• **SET OF TASKS**:
[A] Answer these from the notes on sketching Delphi, one line each:
(i) On what kind of paper was the watercolor done?
(ii) On the side of which mountain is Delphi set?
(iii) Where was the gouache study posted?
[B] In the notes on sketching Delphi, shorten the paragraph that opens "Delphi, I was beginning to understand" into a brief list that keeps its main facts.
[C] Retype the passage of the notes on sketching Delphi starting at "That was followed" and ending at "like a postcard.".

• **EXTRACT**:
--------------------
This charcoal sketch came next. Obviously I was starting to hone in one the trees and the way they create a unique vertical punctuation on the side of steep mountains that form a series of interlacing triangles.
This gouache study followed later the same morning. It crops into the scene in the charcoal drawing to emphasize the trees -- are they cedars or cypresses? -- and adds some minimalistic color. The rocks from the ruin in the foreground are present, but downplayed. I liked this sketch a lot and felt it showed a new direction that could go toward either a print or a painting. That was confirmed when I posted it on Instagram and got an immediate direct message from a friend whose instincts I trust: " I love this." I replied: "It's so...nothing...and yet..." and he responded, "It's all there." Then I asked myself, OK, if "it's all there" -- WHAT have I put there? Old rocks, cedars, mountains, sky. Simple shapes. And what about these non-colors? Why do they work? Because they are harmonious. But in order to figure that out, I had to deviate some more.
Next I used watercolor on rough Arches paper. The full sheet is above, and a cropped detail below that I think is the "real" picture and contains most of what I was aiming for.
I love the saturated color and the freedom of the brushstrokes, for themselves, but the result is pretty unreal for this context.
Delphi, I was beginning to understand, was in a spectacular setting on the side of Mount Parnassus, but its overall feeling was very quiet and "inner." That came across better in monochrome or subdued colors, which I used in the next iteration, the gouache above. I was also getting interested in the shapes on the sides of the mountains.
That was followed by another watercolor. I like it, but felt both of these were too pretty and didn't say much beyond that. The full view kept looking like a postcard.
--------------------
• **RECORD SET**:
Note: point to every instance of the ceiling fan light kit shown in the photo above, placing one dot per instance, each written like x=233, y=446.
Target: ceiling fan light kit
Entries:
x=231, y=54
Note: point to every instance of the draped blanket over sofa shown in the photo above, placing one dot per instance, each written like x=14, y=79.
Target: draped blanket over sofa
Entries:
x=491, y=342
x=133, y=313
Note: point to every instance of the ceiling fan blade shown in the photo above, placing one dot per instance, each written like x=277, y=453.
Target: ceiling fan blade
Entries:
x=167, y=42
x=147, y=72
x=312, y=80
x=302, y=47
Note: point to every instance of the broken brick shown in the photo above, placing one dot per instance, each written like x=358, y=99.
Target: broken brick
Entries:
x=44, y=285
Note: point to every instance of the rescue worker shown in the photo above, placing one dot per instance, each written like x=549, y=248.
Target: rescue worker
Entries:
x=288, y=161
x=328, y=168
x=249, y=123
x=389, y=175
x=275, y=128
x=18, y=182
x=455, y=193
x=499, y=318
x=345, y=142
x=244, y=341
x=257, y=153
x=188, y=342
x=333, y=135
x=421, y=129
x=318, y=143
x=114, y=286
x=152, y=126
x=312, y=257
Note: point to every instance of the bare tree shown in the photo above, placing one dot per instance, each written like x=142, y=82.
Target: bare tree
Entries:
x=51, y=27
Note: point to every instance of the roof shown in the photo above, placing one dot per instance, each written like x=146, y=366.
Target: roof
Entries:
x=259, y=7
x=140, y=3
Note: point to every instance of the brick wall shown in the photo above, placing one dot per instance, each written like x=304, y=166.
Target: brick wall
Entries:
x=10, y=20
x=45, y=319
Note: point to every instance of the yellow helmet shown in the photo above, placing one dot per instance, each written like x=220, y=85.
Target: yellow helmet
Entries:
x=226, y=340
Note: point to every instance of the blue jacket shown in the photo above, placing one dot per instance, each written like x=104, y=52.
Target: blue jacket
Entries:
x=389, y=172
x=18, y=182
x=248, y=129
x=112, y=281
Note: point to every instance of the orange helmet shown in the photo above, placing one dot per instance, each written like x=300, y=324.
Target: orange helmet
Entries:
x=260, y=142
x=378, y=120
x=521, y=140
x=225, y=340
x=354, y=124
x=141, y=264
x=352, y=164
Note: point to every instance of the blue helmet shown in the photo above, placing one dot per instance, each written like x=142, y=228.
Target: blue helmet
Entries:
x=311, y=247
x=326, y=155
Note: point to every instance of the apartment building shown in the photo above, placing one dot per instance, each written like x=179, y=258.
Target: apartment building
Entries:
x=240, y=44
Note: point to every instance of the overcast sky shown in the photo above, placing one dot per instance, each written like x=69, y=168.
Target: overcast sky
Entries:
--------------------
• **PROBLEM SOLUTIONS**:
[A]
(i) Rough Arches paper
(ii) Mount Parnassus
(iii) Instagram

[B]
- Delphi sits in a spectacular setting on the side of Mount Parnassus.
- Its overall feeling is very quiet and "inner."
- That feeling came across better in monochrome or subdued colors, which were used in the next gouache.
- Interest was growing in the shapes on the sides of the mountains.

[C]
That was followed by another watercolor. I like it, but felt both of these were too pretty and didn't say much beyond that. The full view kept looking like a postcard.